Washington, March 10 (IANS) Scientists have discovered the “earliest and most credible” primitive animal fossil in 600 million-year-old rocks in southwest China, according to media reports.
The research led by Chinese scientists described a well-preserved, rice grain-sized primitive sponge fossil recovered from 600 million-year-old rocks in southwest China’s Guizhou province, according to a Xinhua report.
“It’s the world’s earliest and most credible fossil record of primitive animal bodies,” said lead author of the research, Maoyan Zhu of the Nanjing Institute of Geology and Palaeontology.
“The discovery will help remove doubts as to whether animals have emerged on Earth 600 million years ago,” Zhu added
The fossilised animal, slightly more than 1.2 mm wide and 1.1 mm tall, displays many characteristics of modern adult sponges, according to an analysis based on advanced imaging techniques.
The specimen is composed of hundreds of thousands of cells, and has a structure consisting of three adjacent hollow tubes sharing a common base, the researchers said.
Flat tile-like features on the fossil’s external surface, punctuated with small pores, resemble pinacocytes on modern sponges, whereas the fossil’s inner surface is covered with a regular pattern of uniform pits, with many pits surrounded by collars, similar to sponge choanocytes.

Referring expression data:
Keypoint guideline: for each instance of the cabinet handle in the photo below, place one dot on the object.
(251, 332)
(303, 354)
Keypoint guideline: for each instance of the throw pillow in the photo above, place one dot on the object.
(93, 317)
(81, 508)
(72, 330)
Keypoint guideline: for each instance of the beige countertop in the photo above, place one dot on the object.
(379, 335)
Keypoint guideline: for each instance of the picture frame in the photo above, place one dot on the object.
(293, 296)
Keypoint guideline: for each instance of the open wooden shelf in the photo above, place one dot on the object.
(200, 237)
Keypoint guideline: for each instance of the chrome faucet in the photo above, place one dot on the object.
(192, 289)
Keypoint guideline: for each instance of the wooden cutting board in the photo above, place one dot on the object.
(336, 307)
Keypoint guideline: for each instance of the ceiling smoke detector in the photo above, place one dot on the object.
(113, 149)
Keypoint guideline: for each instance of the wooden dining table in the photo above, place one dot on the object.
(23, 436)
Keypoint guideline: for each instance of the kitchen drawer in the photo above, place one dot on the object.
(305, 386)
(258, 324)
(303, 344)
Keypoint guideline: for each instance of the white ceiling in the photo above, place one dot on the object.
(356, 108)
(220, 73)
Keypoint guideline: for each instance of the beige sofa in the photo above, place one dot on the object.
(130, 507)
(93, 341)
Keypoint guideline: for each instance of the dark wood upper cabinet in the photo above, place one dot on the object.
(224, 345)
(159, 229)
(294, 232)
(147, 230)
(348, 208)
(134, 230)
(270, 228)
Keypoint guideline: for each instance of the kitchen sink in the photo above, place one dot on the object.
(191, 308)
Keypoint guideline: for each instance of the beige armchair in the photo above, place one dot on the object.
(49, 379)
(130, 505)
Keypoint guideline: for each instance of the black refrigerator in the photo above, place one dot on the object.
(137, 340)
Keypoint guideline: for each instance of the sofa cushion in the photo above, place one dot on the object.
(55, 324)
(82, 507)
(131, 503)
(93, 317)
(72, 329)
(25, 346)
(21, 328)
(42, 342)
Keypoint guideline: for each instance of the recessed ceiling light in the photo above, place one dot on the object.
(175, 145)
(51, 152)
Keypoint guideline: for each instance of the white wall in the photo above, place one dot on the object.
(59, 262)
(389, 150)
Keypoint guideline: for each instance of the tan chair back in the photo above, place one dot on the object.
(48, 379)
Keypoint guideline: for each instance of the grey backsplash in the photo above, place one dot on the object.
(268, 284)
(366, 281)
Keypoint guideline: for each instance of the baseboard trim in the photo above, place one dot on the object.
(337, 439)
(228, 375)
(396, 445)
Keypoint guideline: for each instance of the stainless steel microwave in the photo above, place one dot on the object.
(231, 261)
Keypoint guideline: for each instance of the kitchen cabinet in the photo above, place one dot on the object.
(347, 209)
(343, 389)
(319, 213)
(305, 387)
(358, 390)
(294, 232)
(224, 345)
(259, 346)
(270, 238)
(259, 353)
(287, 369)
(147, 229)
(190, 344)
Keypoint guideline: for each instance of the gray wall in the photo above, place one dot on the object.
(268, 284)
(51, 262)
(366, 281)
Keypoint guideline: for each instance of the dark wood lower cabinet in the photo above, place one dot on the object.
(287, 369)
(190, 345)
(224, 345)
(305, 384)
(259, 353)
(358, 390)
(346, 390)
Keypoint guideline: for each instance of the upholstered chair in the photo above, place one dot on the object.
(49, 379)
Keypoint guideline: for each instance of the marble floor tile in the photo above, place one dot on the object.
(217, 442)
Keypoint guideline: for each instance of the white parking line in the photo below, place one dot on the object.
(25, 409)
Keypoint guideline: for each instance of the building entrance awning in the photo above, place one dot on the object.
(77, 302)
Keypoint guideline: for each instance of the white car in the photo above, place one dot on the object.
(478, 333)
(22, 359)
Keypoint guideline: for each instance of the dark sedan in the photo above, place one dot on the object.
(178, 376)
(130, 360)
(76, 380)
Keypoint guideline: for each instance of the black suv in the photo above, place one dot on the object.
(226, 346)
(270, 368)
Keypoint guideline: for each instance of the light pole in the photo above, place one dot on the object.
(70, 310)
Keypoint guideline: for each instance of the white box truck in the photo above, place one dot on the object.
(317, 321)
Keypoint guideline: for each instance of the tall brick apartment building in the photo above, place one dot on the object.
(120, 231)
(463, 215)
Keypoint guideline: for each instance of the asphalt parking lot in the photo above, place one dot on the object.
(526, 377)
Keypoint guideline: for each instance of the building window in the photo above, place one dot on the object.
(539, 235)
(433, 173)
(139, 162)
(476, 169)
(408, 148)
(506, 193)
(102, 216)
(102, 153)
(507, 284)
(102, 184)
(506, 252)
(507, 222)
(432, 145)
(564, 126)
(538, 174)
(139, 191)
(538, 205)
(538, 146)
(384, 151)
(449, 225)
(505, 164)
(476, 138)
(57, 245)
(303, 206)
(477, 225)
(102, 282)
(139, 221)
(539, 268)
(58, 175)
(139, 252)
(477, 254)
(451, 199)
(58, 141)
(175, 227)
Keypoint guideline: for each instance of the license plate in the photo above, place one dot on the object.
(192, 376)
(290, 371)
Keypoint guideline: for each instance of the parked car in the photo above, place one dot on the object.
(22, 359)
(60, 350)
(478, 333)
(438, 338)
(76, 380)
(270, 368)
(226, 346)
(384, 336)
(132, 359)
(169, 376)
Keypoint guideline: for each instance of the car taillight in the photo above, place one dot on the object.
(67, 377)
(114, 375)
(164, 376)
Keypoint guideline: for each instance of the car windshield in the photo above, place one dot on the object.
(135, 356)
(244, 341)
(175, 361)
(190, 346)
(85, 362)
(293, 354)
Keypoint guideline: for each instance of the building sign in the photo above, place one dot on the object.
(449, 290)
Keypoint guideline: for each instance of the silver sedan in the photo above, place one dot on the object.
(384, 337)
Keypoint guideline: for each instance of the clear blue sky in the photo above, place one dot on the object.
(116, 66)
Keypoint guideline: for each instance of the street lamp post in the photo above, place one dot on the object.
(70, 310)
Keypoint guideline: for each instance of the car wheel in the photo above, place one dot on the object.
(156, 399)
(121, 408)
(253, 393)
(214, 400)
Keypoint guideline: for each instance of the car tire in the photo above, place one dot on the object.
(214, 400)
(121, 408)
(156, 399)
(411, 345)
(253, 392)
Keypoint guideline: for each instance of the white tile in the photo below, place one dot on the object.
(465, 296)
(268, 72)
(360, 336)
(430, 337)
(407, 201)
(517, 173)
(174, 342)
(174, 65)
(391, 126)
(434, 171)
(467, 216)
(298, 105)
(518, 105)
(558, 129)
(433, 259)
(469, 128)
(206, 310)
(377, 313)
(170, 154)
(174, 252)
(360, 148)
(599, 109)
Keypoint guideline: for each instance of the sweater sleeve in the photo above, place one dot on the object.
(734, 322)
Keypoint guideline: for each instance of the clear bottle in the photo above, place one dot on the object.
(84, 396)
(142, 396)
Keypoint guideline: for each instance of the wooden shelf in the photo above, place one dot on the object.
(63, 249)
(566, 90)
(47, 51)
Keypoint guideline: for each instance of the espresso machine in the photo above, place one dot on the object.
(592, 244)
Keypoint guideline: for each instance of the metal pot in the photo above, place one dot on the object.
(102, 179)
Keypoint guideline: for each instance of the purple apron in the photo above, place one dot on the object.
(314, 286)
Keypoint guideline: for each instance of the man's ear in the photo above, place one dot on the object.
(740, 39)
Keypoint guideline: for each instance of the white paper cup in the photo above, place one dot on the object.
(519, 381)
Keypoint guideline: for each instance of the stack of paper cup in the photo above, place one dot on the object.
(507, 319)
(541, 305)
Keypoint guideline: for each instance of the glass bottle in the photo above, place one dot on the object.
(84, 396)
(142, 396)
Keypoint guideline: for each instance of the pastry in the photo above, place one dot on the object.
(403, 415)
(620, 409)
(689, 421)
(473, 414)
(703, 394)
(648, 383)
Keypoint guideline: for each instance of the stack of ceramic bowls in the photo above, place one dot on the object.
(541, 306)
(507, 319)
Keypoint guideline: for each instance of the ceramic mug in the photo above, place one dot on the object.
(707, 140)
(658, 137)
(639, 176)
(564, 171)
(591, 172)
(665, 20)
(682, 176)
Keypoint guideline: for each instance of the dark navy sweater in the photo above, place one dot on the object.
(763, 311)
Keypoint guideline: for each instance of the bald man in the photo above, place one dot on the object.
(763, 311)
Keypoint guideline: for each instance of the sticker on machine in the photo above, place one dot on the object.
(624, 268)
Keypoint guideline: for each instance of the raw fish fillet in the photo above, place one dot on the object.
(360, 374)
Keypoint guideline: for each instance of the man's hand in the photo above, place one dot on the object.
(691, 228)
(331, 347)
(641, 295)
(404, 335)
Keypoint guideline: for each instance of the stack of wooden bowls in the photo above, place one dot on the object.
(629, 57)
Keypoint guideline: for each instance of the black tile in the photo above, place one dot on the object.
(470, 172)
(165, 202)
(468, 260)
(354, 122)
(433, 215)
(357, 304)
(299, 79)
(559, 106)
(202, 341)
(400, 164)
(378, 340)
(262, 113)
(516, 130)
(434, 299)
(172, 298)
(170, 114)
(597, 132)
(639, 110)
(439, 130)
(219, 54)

ACTION ITEM: Please resume the news report on the 600 million-year-old sponge fossil from Guizhou, picking up right after its final sentence.

OUTPUT BELOW:
In addition, it has a simple canal system for water inflow and outflow.
“These features showed it’s a primitive animal very similar to modern sponges and could have lived a filter-feeding life through its simple water canal system on the shallow sea floor,” Zhu said.
Sponges are the most primitive living animals. They have only differentiated cells, but no real organs or tissues. The previous oldest known primitive sponge fossil was dated to 530 million years ago, in the early Cambrian period.
There are other isolated objects that have been claimed to be pre-Cambrian fossilised sponges, including a 760 million-year-old fossil from Namibia, but Zhu said they decided to leave aside other discoveries because those objects “did not preserve typical structural characteristics of modern sponges.”